**Material for this task:**

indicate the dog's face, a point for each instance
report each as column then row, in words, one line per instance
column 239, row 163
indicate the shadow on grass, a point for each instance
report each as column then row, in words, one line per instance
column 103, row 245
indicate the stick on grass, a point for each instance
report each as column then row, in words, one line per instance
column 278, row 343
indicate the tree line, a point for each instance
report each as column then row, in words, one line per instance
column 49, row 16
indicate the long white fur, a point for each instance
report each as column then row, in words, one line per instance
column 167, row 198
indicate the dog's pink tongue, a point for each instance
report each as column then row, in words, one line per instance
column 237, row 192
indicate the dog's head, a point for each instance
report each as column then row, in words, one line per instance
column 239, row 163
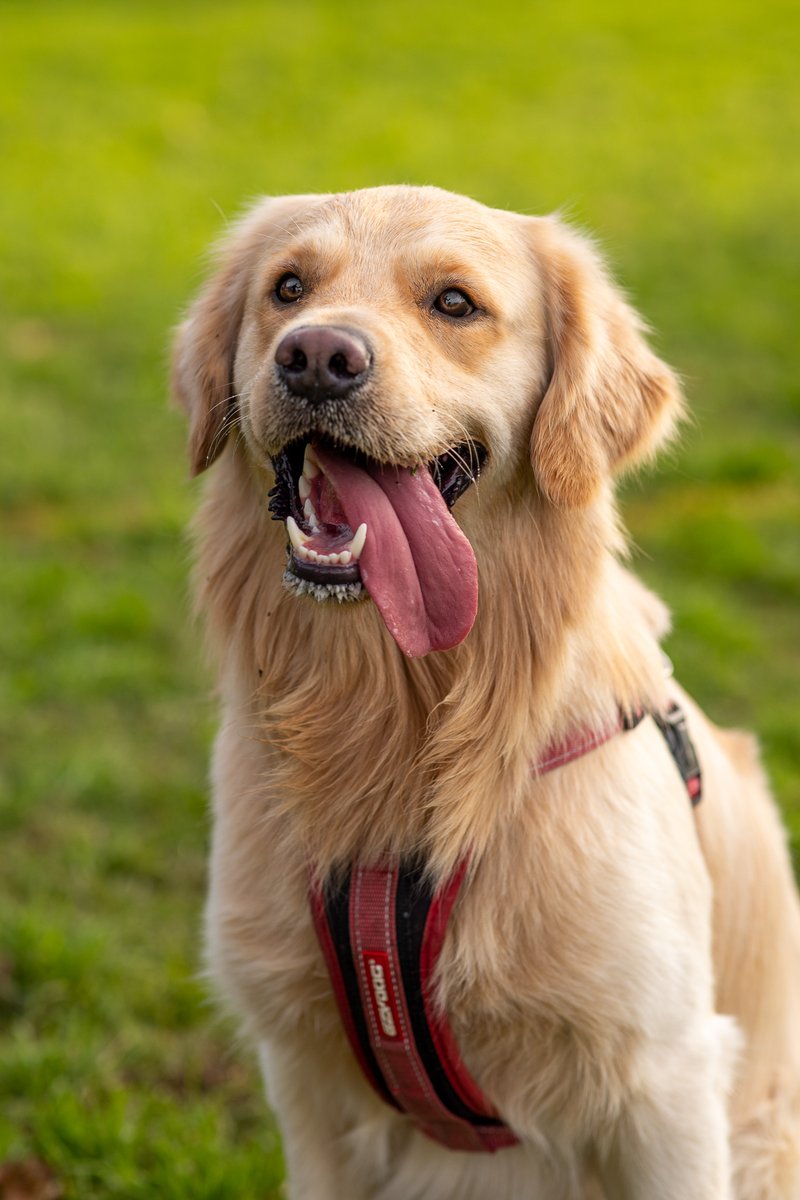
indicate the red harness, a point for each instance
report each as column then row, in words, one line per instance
column 382, row 930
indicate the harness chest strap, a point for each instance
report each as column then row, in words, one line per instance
column 382, row 930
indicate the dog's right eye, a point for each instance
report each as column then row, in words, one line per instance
column 289, row 288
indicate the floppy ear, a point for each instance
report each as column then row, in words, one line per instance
column 609, row 401
column 205, row 342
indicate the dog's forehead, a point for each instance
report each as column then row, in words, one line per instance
column 384, row 225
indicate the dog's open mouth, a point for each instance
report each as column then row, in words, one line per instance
column 355, row 523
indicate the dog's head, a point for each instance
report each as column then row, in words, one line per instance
column 378, row 351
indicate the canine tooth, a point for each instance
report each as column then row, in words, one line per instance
column 359, row 539
column 311, row 515
column 296, row 538
column 310, row 466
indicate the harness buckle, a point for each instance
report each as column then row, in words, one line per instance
column 675, row 732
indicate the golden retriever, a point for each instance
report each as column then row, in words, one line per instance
column 621, row 972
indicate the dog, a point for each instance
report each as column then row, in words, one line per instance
column 413, row 576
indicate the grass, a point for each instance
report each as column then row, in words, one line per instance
column 128, row 133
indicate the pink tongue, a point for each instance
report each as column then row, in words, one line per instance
column 416, row 564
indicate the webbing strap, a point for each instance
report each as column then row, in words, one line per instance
column 382, row 930
column 389, row 927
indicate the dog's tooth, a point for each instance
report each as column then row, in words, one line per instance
column 296, row 537
column 310, row 466
column 311, row 515
column 359, row 539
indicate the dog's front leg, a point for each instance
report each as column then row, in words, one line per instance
column 672, row 1140
column 307, row 1117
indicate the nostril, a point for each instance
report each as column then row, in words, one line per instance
column 340, row 367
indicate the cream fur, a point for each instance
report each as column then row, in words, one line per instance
column 623, row 976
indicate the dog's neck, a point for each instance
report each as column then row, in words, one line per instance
column 372, row 753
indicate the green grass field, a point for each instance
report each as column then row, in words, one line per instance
column 128, row 135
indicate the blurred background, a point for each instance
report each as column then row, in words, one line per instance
column 130, row 133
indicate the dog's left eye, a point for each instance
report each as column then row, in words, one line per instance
column 453, row 303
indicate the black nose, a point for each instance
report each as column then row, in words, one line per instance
column 322, row 361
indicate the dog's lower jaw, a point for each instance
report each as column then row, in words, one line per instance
column 340, row 593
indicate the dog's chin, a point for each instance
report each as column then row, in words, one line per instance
column 361, row 528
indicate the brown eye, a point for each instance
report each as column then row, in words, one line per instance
column 289, row 288
column 453, row 303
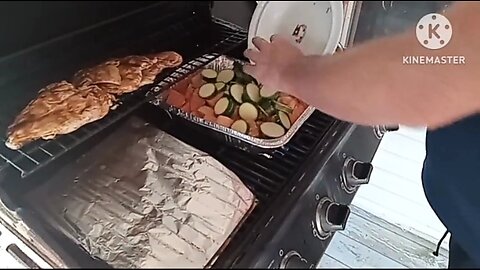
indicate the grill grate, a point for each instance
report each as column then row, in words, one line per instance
column 225, row 36
column 264, row 176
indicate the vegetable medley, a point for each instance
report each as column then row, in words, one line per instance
column 232, row 98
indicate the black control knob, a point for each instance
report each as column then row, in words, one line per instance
column 355, row 173
column 293, row 260
column 330, row 217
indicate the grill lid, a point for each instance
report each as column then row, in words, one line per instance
column 314, row 26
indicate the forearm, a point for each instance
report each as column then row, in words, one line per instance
column 375, row 87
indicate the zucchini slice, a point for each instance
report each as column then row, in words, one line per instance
column 207, row 90
column 209, row 75
column 272, row 130
column 236, row 91
column 225, row 76
column 267, row 107
column 224, row 106
column 252, row 93
column 240, row 126
column 282, row 107
column 284, row 120
column 267, row 92
column 220, row 86
column 248, row 112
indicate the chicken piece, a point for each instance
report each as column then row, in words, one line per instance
column 107, row 72
column 160, row 62
column 60, row 108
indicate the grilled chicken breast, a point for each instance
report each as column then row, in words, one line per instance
column 127, row 74
column 60, row 108
column 63, row 107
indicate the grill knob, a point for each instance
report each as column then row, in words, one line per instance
column 381, row 130
column 330, row 217
column 355, row 173
column 293, row 260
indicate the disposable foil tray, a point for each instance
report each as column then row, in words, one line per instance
column 231, row 136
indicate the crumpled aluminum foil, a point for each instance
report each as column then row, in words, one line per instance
column 142, row 198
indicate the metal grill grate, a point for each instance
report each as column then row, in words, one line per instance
column 40, row 153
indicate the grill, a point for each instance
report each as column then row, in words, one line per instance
column 187, row 28
column 38, row 154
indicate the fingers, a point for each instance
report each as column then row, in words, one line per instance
column 251, row 54
column 274, row 38
column 249, row 69
column 260, row 43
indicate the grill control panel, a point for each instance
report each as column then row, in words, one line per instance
column 330, row 217
column 355, row 173
column 303, row 232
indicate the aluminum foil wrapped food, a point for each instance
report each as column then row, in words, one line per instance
column 142, row 198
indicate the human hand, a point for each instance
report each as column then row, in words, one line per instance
column 273, row 62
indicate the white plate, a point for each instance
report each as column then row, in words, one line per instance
column 314, row 26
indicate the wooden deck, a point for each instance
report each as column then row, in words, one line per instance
column 370, row 242
column 392, row 224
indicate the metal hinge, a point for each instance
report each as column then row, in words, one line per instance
column 15, row 254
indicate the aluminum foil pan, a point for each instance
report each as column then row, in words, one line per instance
column 222, row 62
column 143, row 199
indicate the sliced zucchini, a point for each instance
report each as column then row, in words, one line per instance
column 220, row 86
column 267, row 107
column 224, row 106
column 252, row 93
column 284, row 120
column 236, row 91
column 207, row 90
column 225, row 76
column 272, row 130
column 240, row 76
column 209, row 75
column 248, row 112
column 282, row 107
column 267, row 92
column 240, row 126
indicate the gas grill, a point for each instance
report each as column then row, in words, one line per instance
column 303, row 188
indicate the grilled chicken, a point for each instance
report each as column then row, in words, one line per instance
column 59, row 109
column 107, row 72
column 128, row 73
column 63, row 107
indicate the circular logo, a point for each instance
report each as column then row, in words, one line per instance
column 434, row 31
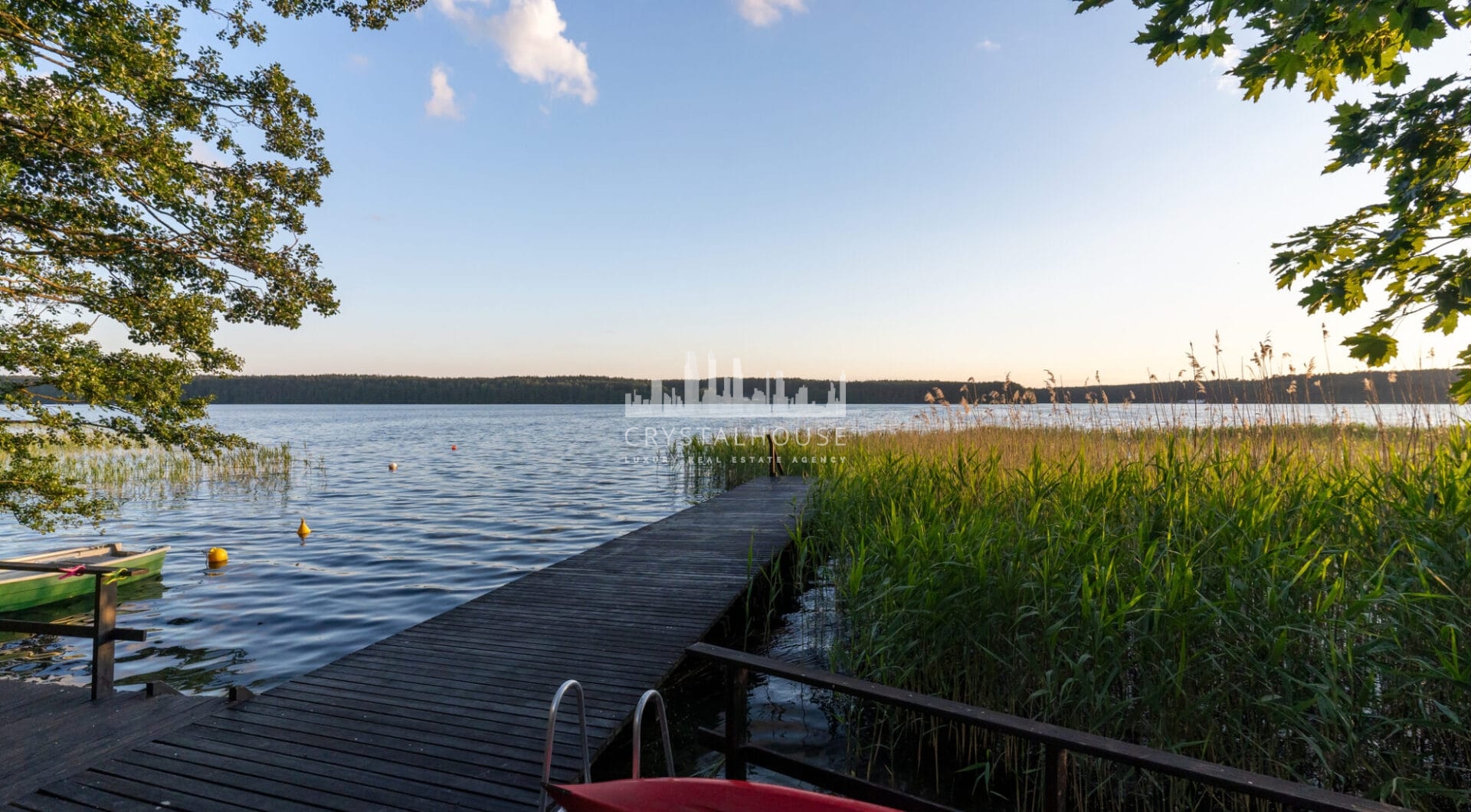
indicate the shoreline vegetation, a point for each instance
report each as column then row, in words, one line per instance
column 1287, row 599
column 112, row 476
column 1192, row 385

**What to produce:**
Begin at the line that has "indicate the stick" in the entries above; stop after the line that has "indicate the dog's pink". Transcribe exactly those lines and no others.

**Solution to this problem:**
indicate the stick on grass, a point for each instance
report each as column then row, in words, one line per instance
column 278, row 343
indicate the tree line, a point for each instance
report each as column then row, in words, one line per instance
column 49, row 16
indicate the long white fur, a point for each instance
report each as column then row, in words, one line per instance
column 167, row 198
indicate the dog's pink tongue, a point for each instance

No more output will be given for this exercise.